Set of tasks:
A) Please rewrite the paragraph beginning "This watch deserves a sapphire case back" from the Chronomat review excerpt as a short bulleted list of its main facts.
B) Proceed with the Chronomat review excerpt, picking up after its last sentence.

Selected excerpt:
This watch deserves a sapphire case back. The movement beating within this Chronomat is a beauty. It is the Manufacture Breitling Caliber 01. A few months ago, I wore a Breitling Navitimer Caliber 01 Limited equipped with the same movement which revealed its magnificent form via an exhibition caseback. Breitling should not be shy, the movement within the Chronomat should be revealed. I would recommend reading my detailed explanation of the movement contained in my review of the Breitling Navitimer Caliber 01 Limited. This is a movement for the purist.
The Manufacture Breitling Caliber 01 is self-winding, denoted with red text on the dial, stating “Automatic” in italicised text. It is a movement crafted at the company’s La Chaux-de-Fonds atelier and is fully integrated.

[Region pointing data]

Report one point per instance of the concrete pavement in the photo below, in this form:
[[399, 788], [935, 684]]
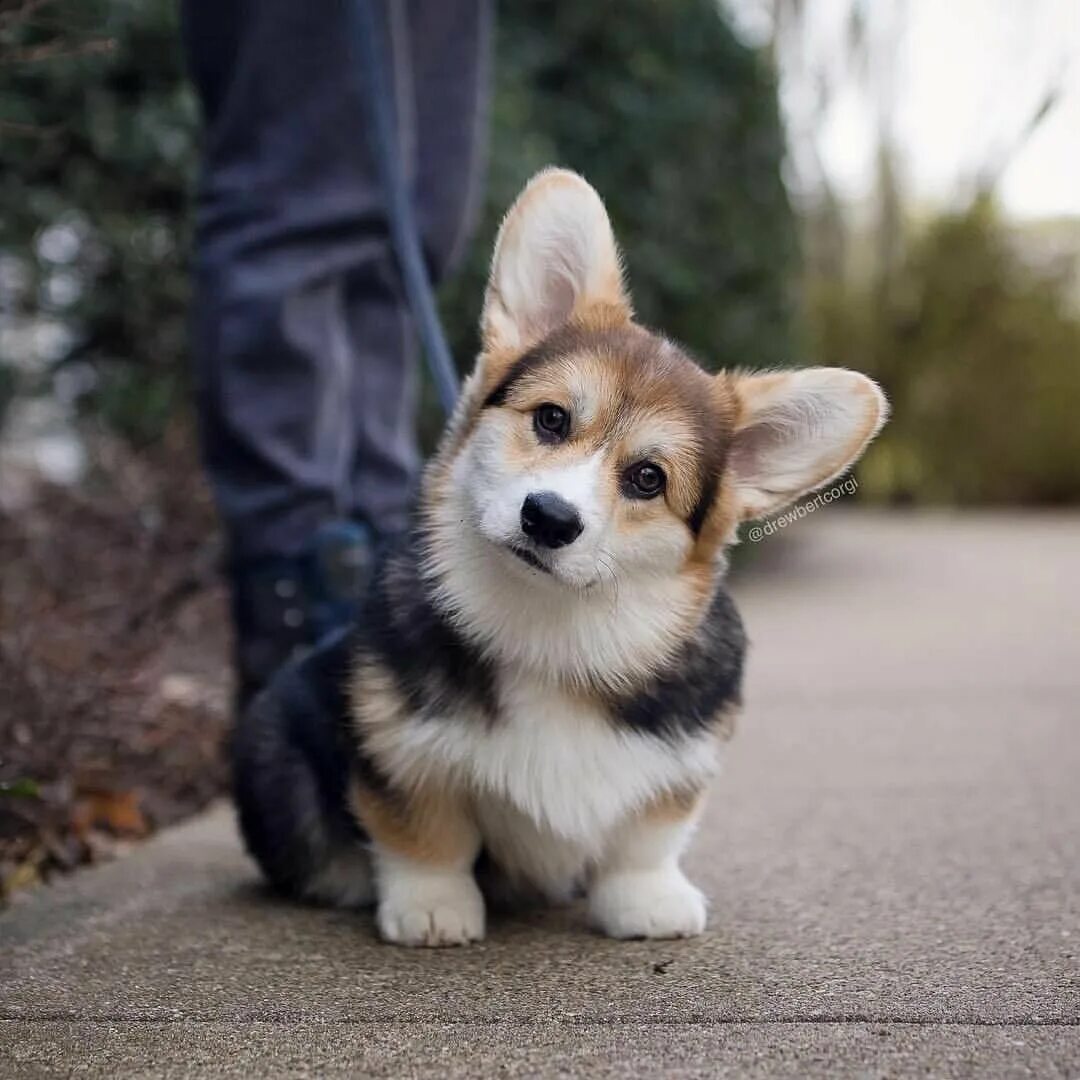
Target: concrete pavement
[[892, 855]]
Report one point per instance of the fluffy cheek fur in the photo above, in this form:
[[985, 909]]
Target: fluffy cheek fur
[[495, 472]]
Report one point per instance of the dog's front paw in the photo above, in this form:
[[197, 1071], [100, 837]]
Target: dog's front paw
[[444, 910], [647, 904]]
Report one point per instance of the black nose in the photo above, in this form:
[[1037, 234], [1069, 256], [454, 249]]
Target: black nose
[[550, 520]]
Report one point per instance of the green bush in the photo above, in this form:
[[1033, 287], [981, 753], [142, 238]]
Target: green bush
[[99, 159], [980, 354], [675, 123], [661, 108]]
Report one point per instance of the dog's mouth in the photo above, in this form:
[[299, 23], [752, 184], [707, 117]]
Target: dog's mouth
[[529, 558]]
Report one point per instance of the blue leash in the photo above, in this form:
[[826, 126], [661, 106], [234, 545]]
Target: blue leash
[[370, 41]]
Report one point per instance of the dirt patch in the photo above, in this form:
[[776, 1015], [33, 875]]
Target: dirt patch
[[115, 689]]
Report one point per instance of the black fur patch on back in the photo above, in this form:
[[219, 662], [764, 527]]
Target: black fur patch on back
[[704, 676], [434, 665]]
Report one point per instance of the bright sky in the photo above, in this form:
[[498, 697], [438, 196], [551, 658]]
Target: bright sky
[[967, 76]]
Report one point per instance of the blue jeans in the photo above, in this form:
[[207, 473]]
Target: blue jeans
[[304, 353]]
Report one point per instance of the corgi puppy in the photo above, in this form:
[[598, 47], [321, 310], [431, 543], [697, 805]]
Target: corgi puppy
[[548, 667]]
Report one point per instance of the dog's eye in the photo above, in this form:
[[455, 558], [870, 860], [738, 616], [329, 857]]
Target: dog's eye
...
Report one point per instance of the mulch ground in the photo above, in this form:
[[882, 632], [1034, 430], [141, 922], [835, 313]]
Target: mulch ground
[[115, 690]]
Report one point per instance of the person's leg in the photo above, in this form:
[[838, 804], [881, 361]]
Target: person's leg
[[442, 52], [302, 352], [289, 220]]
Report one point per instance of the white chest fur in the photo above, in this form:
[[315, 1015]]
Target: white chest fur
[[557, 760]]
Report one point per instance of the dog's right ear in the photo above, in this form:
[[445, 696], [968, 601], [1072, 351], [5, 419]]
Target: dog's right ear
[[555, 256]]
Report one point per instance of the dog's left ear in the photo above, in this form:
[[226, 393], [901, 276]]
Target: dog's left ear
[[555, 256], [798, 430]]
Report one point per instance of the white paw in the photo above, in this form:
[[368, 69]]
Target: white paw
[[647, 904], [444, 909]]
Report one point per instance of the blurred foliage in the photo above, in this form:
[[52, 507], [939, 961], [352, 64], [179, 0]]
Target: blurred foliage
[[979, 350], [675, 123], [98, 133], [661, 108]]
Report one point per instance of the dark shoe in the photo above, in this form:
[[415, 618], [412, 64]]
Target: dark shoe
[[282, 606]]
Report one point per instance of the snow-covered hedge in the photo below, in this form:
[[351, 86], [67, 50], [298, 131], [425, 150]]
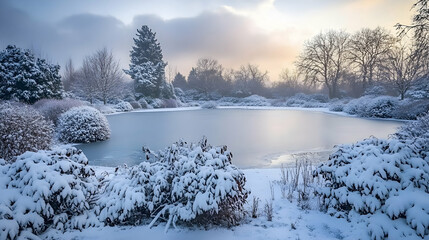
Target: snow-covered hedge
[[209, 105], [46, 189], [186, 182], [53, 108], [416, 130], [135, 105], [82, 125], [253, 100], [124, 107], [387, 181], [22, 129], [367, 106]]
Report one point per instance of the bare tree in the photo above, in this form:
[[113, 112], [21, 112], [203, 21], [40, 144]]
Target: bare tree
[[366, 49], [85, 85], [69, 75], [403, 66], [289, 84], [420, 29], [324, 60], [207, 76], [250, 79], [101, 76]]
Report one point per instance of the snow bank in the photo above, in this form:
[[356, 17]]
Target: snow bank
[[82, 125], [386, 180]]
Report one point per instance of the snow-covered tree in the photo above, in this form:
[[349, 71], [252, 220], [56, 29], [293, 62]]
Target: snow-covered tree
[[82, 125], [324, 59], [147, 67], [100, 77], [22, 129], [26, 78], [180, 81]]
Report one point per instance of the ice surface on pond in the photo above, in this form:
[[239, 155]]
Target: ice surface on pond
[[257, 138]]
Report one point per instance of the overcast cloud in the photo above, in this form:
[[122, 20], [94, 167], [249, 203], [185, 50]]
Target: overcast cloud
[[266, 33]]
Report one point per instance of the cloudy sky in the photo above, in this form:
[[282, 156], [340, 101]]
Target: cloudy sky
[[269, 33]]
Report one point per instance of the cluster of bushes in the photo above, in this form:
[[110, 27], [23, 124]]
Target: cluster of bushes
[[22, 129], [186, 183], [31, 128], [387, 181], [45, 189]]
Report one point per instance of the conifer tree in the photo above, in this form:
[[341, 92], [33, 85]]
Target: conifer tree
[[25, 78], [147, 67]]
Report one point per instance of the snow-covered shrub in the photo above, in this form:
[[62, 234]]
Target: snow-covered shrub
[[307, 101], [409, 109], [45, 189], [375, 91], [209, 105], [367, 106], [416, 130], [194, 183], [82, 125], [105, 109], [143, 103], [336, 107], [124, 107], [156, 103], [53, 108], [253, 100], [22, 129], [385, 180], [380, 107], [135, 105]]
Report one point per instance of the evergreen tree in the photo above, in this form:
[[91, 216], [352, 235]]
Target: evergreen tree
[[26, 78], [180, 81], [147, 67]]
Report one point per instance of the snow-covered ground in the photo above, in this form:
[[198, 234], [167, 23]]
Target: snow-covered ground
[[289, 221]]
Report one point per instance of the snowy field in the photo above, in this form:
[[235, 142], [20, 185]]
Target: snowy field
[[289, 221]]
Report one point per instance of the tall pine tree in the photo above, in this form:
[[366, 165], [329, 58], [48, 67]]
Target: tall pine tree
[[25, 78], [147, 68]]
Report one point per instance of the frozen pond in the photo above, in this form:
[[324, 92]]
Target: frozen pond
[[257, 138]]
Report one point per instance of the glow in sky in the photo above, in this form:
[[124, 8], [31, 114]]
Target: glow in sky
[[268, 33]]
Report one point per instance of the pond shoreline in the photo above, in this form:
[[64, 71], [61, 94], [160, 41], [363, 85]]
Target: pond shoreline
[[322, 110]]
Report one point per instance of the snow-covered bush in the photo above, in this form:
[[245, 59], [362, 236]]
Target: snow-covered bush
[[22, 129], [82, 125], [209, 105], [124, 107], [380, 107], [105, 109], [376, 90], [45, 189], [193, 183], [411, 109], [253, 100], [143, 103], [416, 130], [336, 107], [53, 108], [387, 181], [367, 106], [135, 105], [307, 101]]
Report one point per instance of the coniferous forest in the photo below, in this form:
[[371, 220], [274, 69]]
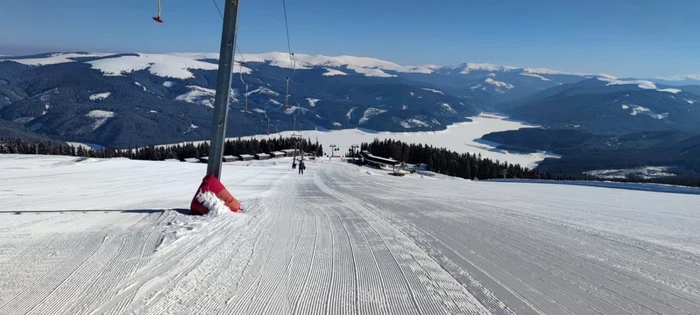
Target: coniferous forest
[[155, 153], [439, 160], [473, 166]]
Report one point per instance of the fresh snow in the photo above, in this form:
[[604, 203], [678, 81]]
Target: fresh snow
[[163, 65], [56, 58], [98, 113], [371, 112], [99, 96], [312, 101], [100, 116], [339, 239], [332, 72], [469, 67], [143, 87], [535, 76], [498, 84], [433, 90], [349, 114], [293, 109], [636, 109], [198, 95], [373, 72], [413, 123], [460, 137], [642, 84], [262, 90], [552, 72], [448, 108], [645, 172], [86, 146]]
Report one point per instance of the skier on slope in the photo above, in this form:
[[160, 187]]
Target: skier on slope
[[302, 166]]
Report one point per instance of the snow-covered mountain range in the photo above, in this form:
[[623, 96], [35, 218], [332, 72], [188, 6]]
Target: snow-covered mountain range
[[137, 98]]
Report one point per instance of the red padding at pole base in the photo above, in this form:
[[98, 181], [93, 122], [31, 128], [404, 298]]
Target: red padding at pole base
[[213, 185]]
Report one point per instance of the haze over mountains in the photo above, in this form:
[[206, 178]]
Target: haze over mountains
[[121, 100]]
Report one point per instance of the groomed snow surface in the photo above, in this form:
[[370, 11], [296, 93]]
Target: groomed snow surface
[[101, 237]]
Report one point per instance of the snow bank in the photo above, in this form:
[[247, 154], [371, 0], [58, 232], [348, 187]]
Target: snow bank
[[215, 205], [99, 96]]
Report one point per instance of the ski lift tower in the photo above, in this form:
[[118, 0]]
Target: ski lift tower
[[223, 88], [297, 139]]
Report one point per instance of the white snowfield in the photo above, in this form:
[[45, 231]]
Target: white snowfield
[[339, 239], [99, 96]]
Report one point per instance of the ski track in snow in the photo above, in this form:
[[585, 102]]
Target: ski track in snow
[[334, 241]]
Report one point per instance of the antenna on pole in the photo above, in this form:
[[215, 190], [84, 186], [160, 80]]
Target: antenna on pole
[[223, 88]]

Your written answers:
A)
- The Chronomat runs on the Manufacture Breitling Caliber 01, which the writer calls a beauty.
- The writer believes the watch deserves a sapphire case back so the movement can be seen.
- A few months earlier, the writer wore a Breitling Navitimer Caliber 01 Limited with the same movement, visible through an exhibition caseback.
- The writer recommends their review of that Navitimer for a detailed explanation of the movement.
- The writer calls it a movement for the purist.

B)
This is an exceptional movement. It is finished to a high standard with Côtes de Genève motif adorning the bridges. Sadly, this is hidden from view. However, the single biggest regret is the inability to see the vertical clutch engage with the column-wheel. Perhaps this says more about my predilection for horological voyeurism than any major shortcoming of the watch.
I am not surprised to hear that the Chronomat is Breitling’s best selling model. This is a fantastic timepiece. Furthermore, in this particular guise, it is my favourite member of the Chronomat family. Breitling has carefully refined the model over the last 30 years without loosing the essence of the original resulting in a great watch being continuously improved.
Few watches are perfect but, despite coming pretty close, I lament the absence of an exhibition caseback on this particular timepiece. The spectacle of seeing the vertical coupling engage and disengage with the column-wheel is a sight I never tire of.
Nevertheless, if I was seeking a legendary chronograph featuring a fully integrated movement, delivering peerless legibility and offering exceptional wearer comfort, I would definitely consider the Breitling Chronomat Airborne special series. This is a top flight professional instrument with much in its favour.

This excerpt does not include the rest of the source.